주어진 자료 ::

----

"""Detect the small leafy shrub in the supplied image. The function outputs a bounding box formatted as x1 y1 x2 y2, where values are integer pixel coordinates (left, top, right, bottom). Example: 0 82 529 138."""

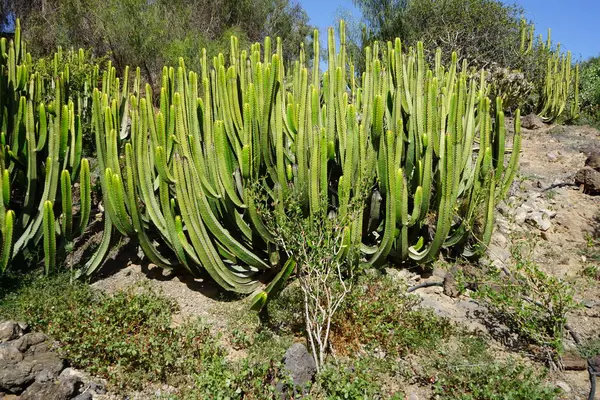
0 274 287 399
434 360 560 400
423 331 559 400
577 336 600 358
0 275 223 388
486 65 534 112
332 276 452 356
579 57 600 126
475 242 578 354
317 358 400 400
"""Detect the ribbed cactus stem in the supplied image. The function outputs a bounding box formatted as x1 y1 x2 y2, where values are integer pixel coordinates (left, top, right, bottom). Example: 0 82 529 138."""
43 201 56 275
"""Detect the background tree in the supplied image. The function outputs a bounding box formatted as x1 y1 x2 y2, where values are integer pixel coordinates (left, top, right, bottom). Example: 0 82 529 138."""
0 0 313 86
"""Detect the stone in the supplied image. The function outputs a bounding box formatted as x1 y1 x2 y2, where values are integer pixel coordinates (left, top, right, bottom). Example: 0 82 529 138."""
0 321 23 343
521 113 544 130
283 343 317 386
556 381 571 393
14 332 48 352
515 207 527 225
0 362 35 393
0 345 23 363
525 212 552 231
546 151 561 162
561 353 587 371
585 151 600 172
443 267 460 297
19 379 78 400
575 167 600 195
72 392 94 400
588 354 600 374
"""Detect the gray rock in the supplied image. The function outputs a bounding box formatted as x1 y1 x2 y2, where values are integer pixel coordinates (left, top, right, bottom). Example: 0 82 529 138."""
0 362 35 393
276 343 317 399
283 343 317 386
515 207 527 225
0 344 23 364
59 368 106 399
575 167 600 195
25 352 65 377
0 321 23 343
19 379 78 400
588 354 600 373
546 151 562 162
14 332 48 353
556 381 571 393
72 392 94 400
525 211 552 231
521 113 544 129
0 353 64 393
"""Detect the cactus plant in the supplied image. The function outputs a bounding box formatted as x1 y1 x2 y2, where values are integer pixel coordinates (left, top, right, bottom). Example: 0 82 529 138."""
0 21 90 271
83 19 520 308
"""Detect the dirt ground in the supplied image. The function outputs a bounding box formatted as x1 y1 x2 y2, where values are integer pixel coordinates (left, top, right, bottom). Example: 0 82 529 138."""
93 120 600 399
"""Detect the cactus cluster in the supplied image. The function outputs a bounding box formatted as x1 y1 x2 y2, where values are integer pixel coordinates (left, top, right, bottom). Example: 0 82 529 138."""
0 20 91 272
83 21 520 308
520 20 579 122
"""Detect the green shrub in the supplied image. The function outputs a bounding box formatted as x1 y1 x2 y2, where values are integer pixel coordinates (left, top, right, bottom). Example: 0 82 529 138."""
332 276 453 357
434 360 560 400
0 275 218 388
579 57 600 126
475 242 579 356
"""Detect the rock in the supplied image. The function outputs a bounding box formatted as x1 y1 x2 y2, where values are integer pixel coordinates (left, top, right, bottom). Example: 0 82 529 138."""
0 321 23 343
561 353 587 371
588 354 600 374
575 167 600 195
585 151 600 172
525 212 552 231
283 343 317 387
556 381 571 393
0 362 35 393
521 113 544 129
0 344 23 364
59 368 106 400
515 207 527 225
72 392 94 400
14 332 48 353
546 151 561 162
19 379 78 400
443 267 460 297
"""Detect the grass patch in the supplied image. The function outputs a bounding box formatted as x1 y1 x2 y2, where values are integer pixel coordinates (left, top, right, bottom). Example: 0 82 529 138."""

----

과제 요청 ::
“the dirt ground”가 들어 있는 줄에서 시작하여 항목의 마지막 줄에서 끝나는 부분을 그대로 다시 옮겨 적으시오. 처음 줄과 마지막 줄도 포함하시오.

과제 풀이 ::
"""Detect the dirt ground in the supplied image. The function outputs a bounding box formatted as x1 y1 x2 y2, where values are integer pixel coordinates (left, top, right, bottom). Example: 0 82 529 138."""
93 120 600 399
"""Detect the cactus cluster in the supplied image. The function outputs a bounding box formatted as x1 y1 x2 y2, where values are integer pixel coordinates (left, top, right, bottom). Example: 0 82 529 138."""
0 20 91 272
83 21 520 308
520 20 579 122
"""Detect the green shrub in the supplied image. The function outputs a bounding box formatted as x1 y1 x2 y2, where values are integer pixel coordinates (left, top, right, bottom). Example: 0 82 529 138."""
332 276 453 357
434 360 560 400
0 275 218 388
579 57 600 126
475 242 579 356
"""Detect the rock in the supplied image. The function outputs a bounding box formatted as x1 y1 x2 y2, where values are integer pixel coordinates (left, top, right, bottom). Example: 0 82 529 138."""
0 321 23 343
561 353 587 371
588 354 600 374
575 167 600 195
585 151 600 172
525 212 552 231
283 343 317 387
556 381 571 393
0 362 35 393
521 113 544 129
0 344 23 364
59 368 106 400
515 207 527 225
72 392 94 400
14 332 48 353
546 151 561 162
19 379 78 400
443 267 460 297
"""Detect the grass patch in the supplied image. The function outputs a bounding box formatted as x1 y1 x2 y2, where values are integer pixel coordinates (left, top, right, bottom). Example: 0 82 529 138."""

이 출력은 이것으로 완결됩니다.